The task
Can you quote exactly the stretch of lines from the one with "Would you mind pointing out the drinking" through the final line of the material, both ends included?

Provided data
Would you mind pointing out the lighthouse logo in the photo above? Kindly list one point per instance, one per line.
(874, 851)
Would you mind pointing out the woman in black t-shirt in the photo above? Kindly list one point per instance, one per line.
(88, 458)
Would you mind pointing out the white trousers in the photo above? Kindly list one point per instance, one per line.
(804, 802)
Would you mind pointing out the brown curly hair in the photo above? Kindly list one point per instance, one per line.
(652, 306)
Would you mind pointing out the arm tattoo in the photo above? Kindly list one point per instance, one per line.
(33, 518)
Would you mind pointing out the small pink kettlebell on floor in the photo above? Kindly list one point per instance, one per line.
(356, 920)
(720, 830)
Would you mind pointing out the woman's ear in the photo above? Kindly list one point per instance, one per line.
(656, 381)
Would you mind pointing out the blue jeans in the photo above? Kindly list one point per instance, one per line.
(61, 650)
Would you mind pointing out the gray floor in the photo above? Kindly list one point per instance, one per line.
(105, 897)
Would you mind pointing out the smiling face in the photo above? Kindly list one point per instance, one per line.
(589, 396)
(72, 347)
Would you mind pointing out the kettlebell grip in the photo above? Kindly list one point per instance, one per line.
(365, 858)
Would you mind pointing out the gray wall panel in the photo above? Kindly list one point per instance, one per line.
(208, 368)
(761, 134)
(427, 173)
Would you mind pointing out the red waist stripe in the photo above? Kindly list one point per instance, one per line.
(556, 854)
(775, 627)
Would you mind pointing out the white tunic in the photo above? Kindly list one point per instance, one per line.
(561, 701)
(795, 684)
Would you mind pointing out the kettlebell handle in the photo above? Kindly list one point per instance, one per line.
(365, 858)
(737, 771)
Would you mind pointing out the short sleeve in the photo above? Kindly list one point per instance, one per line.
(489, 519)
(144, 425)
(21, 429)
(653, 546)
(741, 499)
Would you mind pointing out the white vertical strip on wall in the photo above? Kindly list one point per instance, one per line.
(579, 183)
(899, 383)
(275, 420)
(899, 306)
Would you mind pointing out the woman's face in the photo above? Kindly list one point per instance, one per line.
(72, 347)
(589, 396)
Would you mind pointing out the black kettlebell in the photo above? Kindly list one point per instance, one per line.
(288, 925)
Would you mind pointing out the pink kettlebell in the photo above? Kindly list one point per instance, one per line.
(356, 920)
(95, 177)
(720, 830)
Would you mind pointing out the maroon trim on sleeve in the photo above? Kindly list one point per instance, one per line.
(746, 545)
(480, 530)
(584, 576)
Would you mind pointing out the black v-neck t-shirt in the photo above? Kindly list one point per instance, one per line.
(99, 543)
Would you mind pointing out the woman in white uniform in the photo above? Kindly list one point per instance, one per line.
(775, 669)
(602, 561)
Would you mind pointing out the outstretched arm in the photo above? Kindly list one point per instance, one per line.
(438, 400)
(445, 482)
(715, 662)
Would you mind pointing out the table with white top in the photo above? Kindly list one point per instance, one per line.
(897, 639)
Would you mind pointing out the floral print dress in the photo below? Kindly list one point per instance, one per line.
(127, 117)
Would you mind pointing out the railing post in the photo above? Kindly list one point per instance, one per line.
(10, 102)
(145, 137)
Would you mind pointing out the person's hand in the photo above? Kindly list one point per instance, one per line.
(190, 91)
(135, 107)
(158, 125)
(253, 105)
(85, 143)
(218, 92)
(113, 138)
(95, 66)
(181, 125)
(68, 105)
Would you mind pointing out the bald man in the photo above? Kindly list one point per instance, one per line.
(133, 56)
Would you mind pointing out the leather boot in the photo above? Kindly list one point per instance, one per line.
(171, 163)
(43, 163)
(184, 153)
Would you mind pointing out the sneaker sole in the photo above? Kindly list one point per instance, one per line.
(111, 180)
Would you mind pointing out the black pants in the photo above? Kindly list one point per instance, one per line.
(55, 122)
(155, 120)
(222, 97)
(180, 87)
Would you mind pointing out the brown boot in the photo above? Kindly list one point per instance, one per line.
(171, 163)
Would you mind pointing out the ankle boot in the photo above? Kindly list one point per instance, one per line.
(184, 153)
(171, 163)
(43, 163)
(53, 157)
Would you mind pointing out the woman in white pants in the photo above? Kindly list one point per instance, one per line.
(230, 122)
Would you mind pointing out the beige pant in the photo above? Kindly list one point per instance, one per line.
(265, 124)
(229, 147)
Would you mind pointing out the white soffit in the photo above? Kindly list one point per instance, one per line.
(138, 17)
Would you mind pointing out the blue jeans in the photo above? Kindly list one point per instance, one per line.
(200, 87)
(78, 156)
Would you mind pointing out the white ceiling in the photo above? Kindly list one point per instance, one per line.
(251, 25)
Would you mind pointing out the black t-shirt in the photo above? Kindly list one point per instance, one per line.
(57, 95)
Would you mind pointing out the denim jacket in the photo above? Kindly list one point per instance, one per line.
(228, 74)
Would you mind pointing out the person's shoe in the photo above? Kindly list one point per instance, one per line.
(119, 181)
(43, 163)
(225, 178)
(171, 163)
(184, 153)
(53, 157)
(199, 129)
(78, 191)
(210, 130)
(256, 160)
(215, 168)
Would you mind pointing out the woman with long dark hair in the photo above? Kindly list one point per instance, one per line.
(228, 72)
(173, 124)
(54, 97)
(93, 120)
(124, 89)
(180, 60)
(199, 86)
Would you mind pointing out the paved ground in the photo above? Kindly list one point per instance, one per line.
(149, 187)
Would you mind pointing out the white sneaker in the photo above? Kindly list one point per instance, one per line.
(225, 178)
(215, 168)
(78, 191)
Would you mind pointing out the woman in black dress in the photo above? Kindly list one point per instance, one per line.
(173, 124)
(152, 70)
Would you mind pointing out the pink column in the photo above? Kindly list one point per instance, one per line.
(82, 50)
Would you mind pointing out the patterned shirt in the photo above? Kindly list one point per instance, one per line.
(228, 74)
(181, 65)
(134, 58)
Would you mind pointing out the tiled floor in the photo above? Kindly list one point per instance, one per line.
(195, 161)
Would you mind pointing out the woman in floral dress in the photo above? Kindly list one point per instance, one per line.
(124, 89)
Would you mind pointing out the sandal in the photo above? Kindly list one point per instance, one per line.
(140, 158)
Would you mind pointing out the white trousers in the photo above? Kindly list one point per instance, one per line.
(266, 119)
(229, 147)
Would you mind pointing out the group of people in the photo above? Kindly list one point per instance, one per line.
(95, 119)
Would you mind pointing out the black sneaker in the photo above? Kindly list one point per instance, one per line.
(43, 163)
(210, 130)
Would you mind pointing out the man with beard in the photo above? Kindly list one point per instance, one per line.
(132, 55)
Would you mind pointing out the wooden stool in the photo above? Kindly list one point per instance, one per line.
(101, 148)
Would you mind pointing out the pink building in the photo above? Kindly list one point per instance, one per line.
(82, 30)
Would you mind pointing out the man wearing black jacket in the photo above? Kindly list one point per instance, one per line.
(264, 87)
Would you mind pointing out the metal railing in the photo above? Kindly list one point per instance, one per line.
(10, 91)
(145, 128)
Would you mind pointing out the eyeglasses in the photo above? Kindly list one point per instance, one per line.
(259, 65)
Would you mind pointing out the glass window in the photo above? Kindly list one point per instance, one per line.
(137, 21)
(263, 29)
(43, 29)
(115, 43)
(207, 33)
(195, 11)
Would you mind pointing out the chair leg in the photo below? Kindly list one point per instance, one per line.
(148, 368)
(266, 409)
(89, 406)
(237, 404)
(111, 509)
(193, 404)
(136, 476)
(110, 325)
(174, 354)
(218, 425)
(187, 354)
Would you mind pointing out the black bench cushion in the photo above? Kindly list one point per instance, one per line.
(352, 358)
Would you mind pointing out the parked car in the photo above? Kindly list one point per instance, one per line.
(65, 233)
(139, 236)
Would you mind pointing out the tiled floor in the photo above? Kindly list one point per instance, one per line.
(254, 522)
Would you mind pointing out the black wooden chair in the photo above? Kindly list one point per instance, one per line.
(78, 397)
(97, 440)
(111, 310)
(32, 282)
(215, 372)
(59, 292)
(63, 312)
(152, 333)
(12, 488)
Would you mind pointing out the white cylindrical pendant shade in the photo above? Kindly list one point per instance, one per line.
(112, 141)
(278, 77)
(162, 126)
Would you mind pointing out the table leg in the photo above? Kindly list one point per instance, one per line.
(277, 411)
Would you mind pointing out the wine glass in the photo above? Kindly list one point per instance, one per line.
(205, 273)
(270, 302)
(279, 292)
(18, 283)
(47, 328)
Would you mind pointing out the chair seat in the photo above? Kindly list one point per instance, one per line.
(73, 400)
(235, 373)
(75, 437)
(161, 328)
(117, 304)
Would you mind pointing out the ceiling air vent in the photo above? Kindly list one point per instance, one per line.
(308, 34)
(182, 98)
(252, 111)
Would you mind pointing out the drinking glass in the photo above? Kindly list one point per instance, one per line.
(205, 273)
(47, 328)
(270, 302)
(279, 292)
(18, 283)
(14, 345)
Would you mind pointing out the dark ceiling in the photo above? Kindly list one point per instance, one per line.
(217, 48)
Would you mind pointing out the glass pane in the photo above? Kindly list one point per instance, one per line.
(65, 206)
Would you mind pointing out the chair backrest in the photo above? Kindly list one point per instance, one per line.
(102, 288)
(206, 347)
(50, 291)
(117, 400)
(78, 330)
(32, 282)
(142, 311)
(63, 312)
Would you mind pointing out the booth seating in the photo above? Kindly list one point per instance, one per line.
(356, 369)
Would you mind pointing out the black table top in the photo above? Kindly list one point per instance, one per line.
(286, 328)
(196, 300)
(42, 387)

Final result
Would you mind pointing out the drinking glass in the photo above? Kindly list one point per instance, one per line.
(205, 273)
(47, 328)
(270, 302)
(279, 292)
(18, 283)
(14, 345)
Would you mind pointing out the dark ceiling in the photo above? Kindly list one point per instance, one per line.
(217, 48)
Would you mind pointing out the glass pane in the photo above? Kindly list one point per instance, one per line.
(65, 206)
Would you mind pointing out the chair backrest in the photo above? Kindly list one point per instance, one per line.
(102, 288)
(206, 347)
(50, 291)
(117, 400)
(78, 330)
(32, 282)
(142, 311)
(63, 312)
Would you mind pointing out the booth seating in the photo above? Kindly list one point per instance, one per line.
(356, 369)
Would you mind pointing out the black table top in the photo above? Kindly list one point per instance, one per line.
(286, 328)
(196, 300)
(42, 387)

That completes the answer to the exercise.